- _THE REQUEST_
Arrange every line of the records below as a Markdown table with two columns, "Row" for a running row number and "Line" for the line itself. Skip blank lines, and leave out the pictures.

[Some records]
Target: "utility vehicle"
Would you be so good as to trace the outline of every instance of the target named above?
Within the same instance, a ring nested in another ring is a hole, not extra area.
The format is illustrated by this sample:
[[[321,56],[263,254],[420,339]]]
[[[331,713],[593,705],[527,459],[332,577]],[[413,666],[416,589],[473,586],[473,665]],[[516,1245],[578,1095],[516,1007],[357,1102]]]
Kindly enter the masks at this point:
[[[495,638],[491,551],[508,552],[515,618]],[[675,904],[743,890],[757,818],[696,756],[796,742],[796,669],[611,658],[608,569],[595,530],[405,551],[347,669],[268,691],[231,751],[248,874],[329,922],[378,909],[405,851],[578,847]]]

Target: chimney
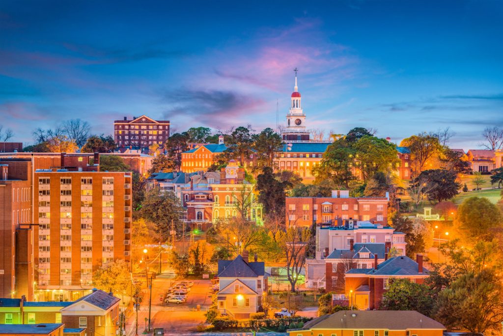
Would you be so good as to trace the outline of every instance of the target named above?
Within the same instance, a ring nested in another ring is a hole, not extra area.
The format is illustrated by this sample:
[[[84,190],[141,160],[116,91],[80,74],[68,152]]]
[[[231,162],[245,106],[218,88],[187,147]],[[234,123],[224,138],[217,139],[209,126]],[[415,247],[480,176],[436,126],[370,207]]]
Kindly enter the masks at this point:
[[[247,263],[248,263],[248,251],[245,249],[243,249],[243,251],[241,253],[241,257],[242,257],[243,260]]]
[[[416,255],[415,262],[417,263],[417,273],[423,273],[423,255]]]

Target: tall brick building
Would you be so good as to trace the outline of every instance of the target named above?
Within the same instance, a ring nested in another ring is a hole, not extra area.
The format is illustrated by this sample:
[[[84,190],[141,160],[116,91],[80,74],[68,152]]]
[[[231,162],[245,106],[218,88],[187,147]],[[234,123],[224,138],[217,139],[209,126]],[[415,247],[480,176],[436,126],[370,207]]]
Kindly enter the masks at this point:
[[[169,120],[154,120],[143,115],[114,121],[114,139],[119,147],[144,148],[154,143],[162,147],[169,137]]]

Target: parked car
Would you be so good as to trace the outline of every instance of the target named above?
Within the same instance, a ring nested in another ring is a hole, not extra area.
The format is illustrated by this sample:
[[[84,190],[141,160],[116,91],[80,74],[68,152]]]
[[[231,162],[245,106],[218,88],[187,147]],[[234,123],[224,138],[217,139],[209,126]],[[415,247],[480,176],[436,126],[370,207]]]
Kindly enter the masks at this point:
[[[166,299],[164,301],[166,303],[176,303],[180,304],[184,302],[184,300],[178,297],[173,297],[171,299]]]
[[[293,315],[293,310],[288,311],[288,309],[284,308],[279,311],[274,312],[275,317],[290,317]]]

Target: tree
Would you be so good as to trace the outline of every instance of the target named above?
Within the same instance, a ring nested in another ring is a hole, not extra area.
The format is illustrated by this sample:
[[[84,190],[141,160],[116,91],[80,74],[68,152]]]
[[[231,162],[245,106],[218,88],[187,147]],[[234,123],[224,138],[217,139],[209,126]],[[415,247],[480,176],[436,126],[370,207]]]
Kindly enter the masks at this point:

- _SOLUTION TO THE PROBLEM_
| Row | Line |
|---|---|
| 1 | Target: "utility vehicle" |
| 2 | Would you be so good as to trace the outline of every instance of the target named above? |
| 3 | Within the same instance, a ring nested in another ring is a hole, not extra area. |
| 4 | The format is illustrated by this sample: |
| 5 | [[[321,56],[263,254],[420,339]]] |
| 6 | [[[331,713],[593,705],[527,459],[332,577]],[[413,666],[416,589],[473,586],[473,665]],[[516,1245],[578,1095],[516,1007],[357,1102]]] |
| 7 | Kindly enter the masks at this point: |
| 8 | [[[495,638],[491,551],[508,552],[515,618]],[[675,904],[743,890],[757,818],[696,756],[796,742],[796,669],[611,658],[608,569],[595,530],[405,551],[347,669],[268,691],[231,751],[248,874],[329,922],[378,909],[405,851],[578,847]]] |
| 9 | Target: chimney |
| 10 | Would you be so good as to trace the outline of every instance of the target named above? |
| 11 | Within the same instance, a ring nested in another ring is a hole, not extra area. |
| 12 | The format is illustrated by this sample: |
| 13 | [[[84,190],[141,160],[116,91],[80,74],[68,152]]] |
| 14 | [[[231,162],[245,106],[218,88],[187,147]],[[234,123],[224,138],[217,139],[209,126]],[[415,247],[480,176],[436,126],[370,207]]] |
| 15 | Kindly enter the masks at this point: |
| 16 | [[[247,263],[248,263],[248,251],[245,249],[243,249],[243,251],[241,253],[241,257],[242,257],[243,260]]] |
| 17 | [[[416,255],[415,262],[417,263],[417,273],[423,273],[423,255]]] |
| 18 | Target: tall brick building |
| 19 | Would you be so good as to trace the outline of every instance of the target named above? |
| 20 | Within the same instance, a ring nested in another ring is a hole, not extra area. |
| 21 | The format is illustrated by this sample: |
| 22 | [[[84,190],[141,160],[116,91],[80,74],[68,152]]] |
| 23 | [[[231,162],[245,106],[218,88],[187,147]],[[234,123],[224,138],[217,139],[209,126]],[[415,247],[480,176],[436,126],[370,207]]] |
| 24 | Kindly enter the masks at this point: |
| 25 | [[[169,120],[154,120],[143,115],[114,121],[114,139],[119,147],[144,148],[154,143],[162,147],[169,137]]] |
| 26 | Target: parked car |
| 27 | Would you be so good as to trace the outline of every instance of the target named above? |
| 28 | Within the same instance, a ring nested in another ring is a hole, not extra area. |
| 29 | The format is illustrated by this sample: |
| 30 | [[[84,190],[141,160],[116,91],[80,74],[68,152]]] |
| 31 | [[[231,162],[245,106],[218,88],[187,147]],[[234,123],[224,138],[217,139],[209,126]],[[415,247],[480,176],[436,126],[370,207]]] |
| 32 | Kindly enter the masks at this point: |
| 33 | [[[166,299],[164,301],[166,303],[176,303],[180,304],[184,302],[184,300],[178,297],[173,297],[171,299]]] |
| 34 | [[[293,315],[293,310],[288,311],[288,309],[284,308],[279,311],[274,312],[275,317],[290,317]]] |
| 35 | Target: tree |
| 36 | Would you be so good as to trace the outline of every instance of the target named above? |
| 37 | Within the same instance, a ring nested in another ring is a hole, not extra area. |
| 38 | The format is illustrated by this sample: |
| 39 | [[[84,190],[141,160],[116,91],[80,74],[68,152]]] |
| 40 | [[[231,162],[245,106],[218,88],[187,147]],[[234,123],[224,138],[217,139],[209,126]],[[415,247],[480,176],[436,126],[370,207]]] |
| 41 | Kindly enter the masks at this point: |